Texte source:

La fin du monde inspire
les cinéastes. Catastrophes naturelles, conflits meurtriers immergent civilisations,
communautés et individus, dans des scénarios propices aux effets spéciaux et à
la dramaturgie. Cette thématique compose le fil rouge des quatrièmes Rendez-vous cinéma de l’ECR
(Église de Genève). Parmi les films projetés et débattus, choisir parraine une œuvre plus intérieure, le Sacrifice d’Andreï Tarkovski.
Alexander
(Erland Josephson) vit retiré sur une île suédoise, dans une spacieuse
demeure, avec son épouse anglaise Adelaïde, leur fils, une gouvernante et une
bonne. Alexander est un intellectuel qui a renoncé à une brillante carrière d’acteur
de théâtre et qui rumine des idées sombres sur le déclin de la civilisation
occidentale : « Nous sommes arrivés à une disharmonie entre le
développement matériel et spirituel. Notre civilisation est vraiment malade. Je
pense qu’on pourrait étudier le problème et trouver peut-être une solution,
s’il n’était pas si tard … trop tard. »
À
l’occasion de son anniversaire, il reçoit la visite de sa fille aînée Marta, de
Victor, un médecin matérialiste et ami de la famille, et d’Otto, le facteur de
l’île, un original qui s’intéresse à la philosophie nietzschéenne et aux
phénomènes paranormaux. Tout ce petit monde déjà passablement déprimé apprend
soudain par la télévision qu’un conflit nucléaire vient d’éclater. Adelaïde
fait une crise de nerfs, Victor lui fait une injection et Alexander s’isole pour
prier. Il promet à Dieu de renoncer
à tout ce qui lui est cher, même à la parole, si tout redevient comme avant.
Otto lui enjoint ensuite de se rendre chez Maria, la
bonne islandaise : « Il
faut que vous alliez la trouver et que vous couchiez avec elle. C’est une
sorcière dans le bon sens. » Le film suit alors son axe
essentiel : le récit poétique d’un miracle.
Les
films-catastrophes ou de science-fiction à grand spectacle, qualifiés à tort d’apocalyptiques,
sont légions et traitent généralement de la menace imminente de la fin du
monde ; quant aux films post-apocalyptiques, ce sont en réalité des films
post-catastrophe planétaire. À ma connaissance, aucun cinéaste n’a tenté
d’adapter l’Apocalypse de Jean, en
traitant par exemple des thèmes eschatologiques, comme le combat contre Satan
et ses armées, la persécution de la communauté des croyants, le retour du
Christ en gloire, le Jugement divin, etc. Tout en prenant des libertés par
rapport à la tradition chrétienne, Le
Sacrifice (1986) d’Andreï Tarkovski est un de ceux qui s’en inspire le
plus.

Consigne a: Dans les enregistrements, recopiez à l'identique le passage allant de la ligne qui contient « Target: thumb » jusqu'à celle qui contient « 82 101 L 54 », ces deux lignes comprises.

Données de travail:
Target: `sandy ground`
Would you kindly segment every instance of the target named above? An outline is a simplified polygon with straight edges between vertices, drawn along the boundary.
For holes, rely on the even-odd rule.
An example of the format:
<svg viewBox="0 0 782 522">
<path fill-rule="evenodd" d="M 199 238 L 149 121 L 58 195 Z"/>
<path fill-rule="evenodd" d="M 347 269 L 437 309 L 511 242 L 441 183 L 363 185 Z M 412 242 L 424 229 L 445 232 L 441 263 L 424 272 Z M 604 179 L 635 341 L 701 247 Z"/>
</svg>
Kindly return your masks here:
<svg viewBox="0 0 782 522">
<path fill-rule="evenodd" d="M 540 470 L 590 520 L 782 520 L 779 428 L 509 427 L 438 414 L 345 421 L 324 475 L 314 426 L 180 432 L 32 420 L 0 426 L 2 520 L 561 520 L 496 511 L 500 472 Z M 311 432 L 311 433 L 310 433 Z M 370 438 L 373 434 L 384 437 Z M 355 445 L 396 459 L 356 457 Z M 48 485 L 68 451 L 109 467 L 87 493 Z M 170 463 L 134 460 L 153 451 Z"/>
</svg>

* * *

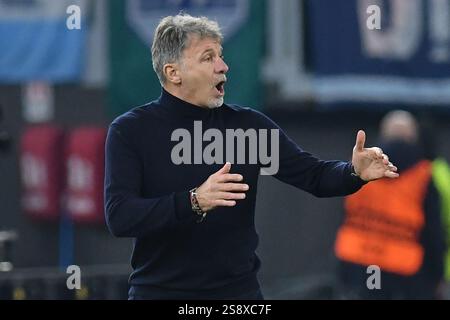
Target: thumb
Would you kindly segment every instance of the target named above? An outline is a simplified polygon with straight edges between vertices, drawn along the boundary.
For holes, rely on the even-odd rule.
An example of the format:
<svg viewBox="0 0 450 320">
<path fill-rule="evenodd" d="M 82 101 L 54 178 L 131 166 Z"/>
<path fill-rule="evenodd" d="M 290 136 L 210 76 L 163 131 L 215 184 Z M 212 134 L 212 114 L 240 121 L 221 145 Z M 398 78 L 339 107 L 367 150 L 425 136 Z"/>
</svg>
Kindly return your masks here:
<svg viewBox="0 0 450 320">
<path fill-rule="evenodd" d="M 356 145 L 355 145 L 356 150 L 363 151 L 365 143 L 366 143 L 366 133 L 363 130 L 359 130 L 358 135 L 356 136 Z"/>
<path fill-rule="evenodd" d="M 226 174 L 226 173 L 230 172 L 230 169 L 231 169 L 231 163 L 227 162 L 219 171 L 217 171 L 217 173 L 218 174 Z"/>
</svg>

Consigne b:
Répondez aux questions suivantes d'après l'article sur Le Sacrifice.
(i) Où vit Alexander ?
(ii) Quelle est la profession de Victor ?
(iii) En quelle année est sorti Le Sacrifice ?

Réponse attendue a:
Target: thumb
Would you kindly segment every instance of the target named above? An outline is a simplified polygon with straight edges between vertices, drawn along the boundary.
For holes, rely on the even-odd rule.
An example of the format:
<svg viewBox="0 0 450 320">
<path fill-rule="evenodd" d="M 82 101 L 54 178 L 131 166 Z"/>

Réponse attendue b:
(i) Sur une île suédoise.
(ii) Médecin.
(iii) 1986.